[Extract provided]
He says one of the biggest changes he’s seen in health has been the rise in the community’s weight, including the number of obese individuals.

“It is a complex area where we think we have an important contribution to make,” Dr Moodie says.
“If you look at the last 30 years, we see this issue of the capacity to manufacture high-density food and drink and promote it to enormous amounts, as well as the decline in physical activity and the huge increase in forms of inactive entertainment – videos, computers, electronic games – and the rise of our dependence on cars.
“The ‘conspiracy of sedentariness’ all happened at the same time.
“Often when governments try to do something about this particular issue, especially if they want to regulate, they’re called ‘nanny states’ or are accused of social engineering. Well, a whole lot of social engineering has occurred by virtue of advertising. Obesity is fundamentally a commercial success.”

This conflux of factors leading to what has been described as an obesity epidemic even caught health professionals by surprise, according to Dr Moodie.

“When I first came on it was one of the first things pointed out to me by someone at Monash University that this was the first generation of sedentary kids,” he says.
“It really worried us. That’s why we’ve really focussed on the issue of the walking bus and trying to get kids walking and active again.
“One of the reasons it did catch everyone unawares was because there wasn’t any good surveillance. In terms of weight or activity or nutrition, these surveillance studies were being done every 10 to 15 years as opposed to say every year as we do with tobacco use or other areas.”

Looking forward


He nominates some of the most important health promotion challenges as including mental health, family violence issues, harassment and bullying, discrimination and social exclusion, and the ‘social drugs’ of tobacco and alcohol use.

“Tobacco is still a huge issue. There is sometimes the sense that we’ve beaten it, because there has been some pretty profound change, but we haven’t,” Dr Moodie says.
“It is still the major or the second-most important cause of preventable death and it’s probably the best buy in terms of improving people’s health.”

He believes the potential impact of climate change on human health is an emerging area on the health radar in Australia.

“We’ve been working with ICLEI to develop a joint tool looking at the economic case for walking – decreases in CO2 emissions and in fuel and maintenance costs of cars; decreases the risk of cardiovascular disease; decreased traffic congestion; and all those sorts of things,” Dr Moodie says.
“We’re very keen to look at the real overlap between the areas we’re interested in – which are physical activity, nutrition, mental health and even tobacco, for example – with ecological issues. If we can reduce car use and increase cycling and walking, then that really helps the ecology.
“We’ve done a lot of work with the Planning Institute of Australia on getting urban planners involved because you can plan health into your local environment or you can basically plan it out.”

He takes up the position as Chair in Global Health next month (April 2007) and is looking forward to working on health promotion initiatives in developing countries, especially in preventing infection with HIV and related diseases.

“I started working in Africa in refugee camps eight years ago and I’ve always been keen to get back and work on the ground again,” Dr Moodie says.
“I hope to be working in Mozambique and I’m doing some work in India as well on a Bill and Melinda Gates-funded program, one of the biggest HIV-prevention programs in the world. I have a big interest in HIV, it’s an areas I used to work a lot in before I came to VicHealth. My experience in tobacco control and some of these other areas means I’d be very keen in getting involved in teaching and developing local skills and capacity in local health in places like Mozambique and other parts of Africa.”

The current Quit Victoria chief executive officer, Todd Harper, will become the new CEO of VicHealth.

[Data excerpt]
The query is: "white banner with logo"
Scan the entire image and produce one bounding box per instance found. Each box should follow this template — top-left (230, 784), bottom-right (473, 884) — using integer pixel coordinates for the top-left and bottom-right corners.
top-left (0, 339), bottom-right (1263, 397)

[Problems to work on]
A: Translate this sentence from the Dr Moodie article into Spanish: "He believes the potential impact of climate change on human health is an emerging area on the health radar in Australia."
B: Please reproduce the Dr Moodie article between "He says one" and "dependence on cars.", inclusive.
The listing is separate material and is unrelated to the Dr Moodie article.

[Completed exercise]
A: Cree que el impacto potencial del cambio climático sobre la salud humana es un área emergente en el radar de la salud en Australia.

B:
He says one of the biggest changes he’s seen in health has been the rise in the community’s weight, including the number of obese individuals.

“It is a complex area where we think we have an important contribution to make,” Dr Moodie says.
“If you look at the last 30 years, we see this issue of the capacity to manufacture high-density food and drink and promote it to enormous amounts, as well as the decline in physical activity and the huge increase in forms of inactive entertainment – videos, computers, electronic games – and the rise of our dependence on cars.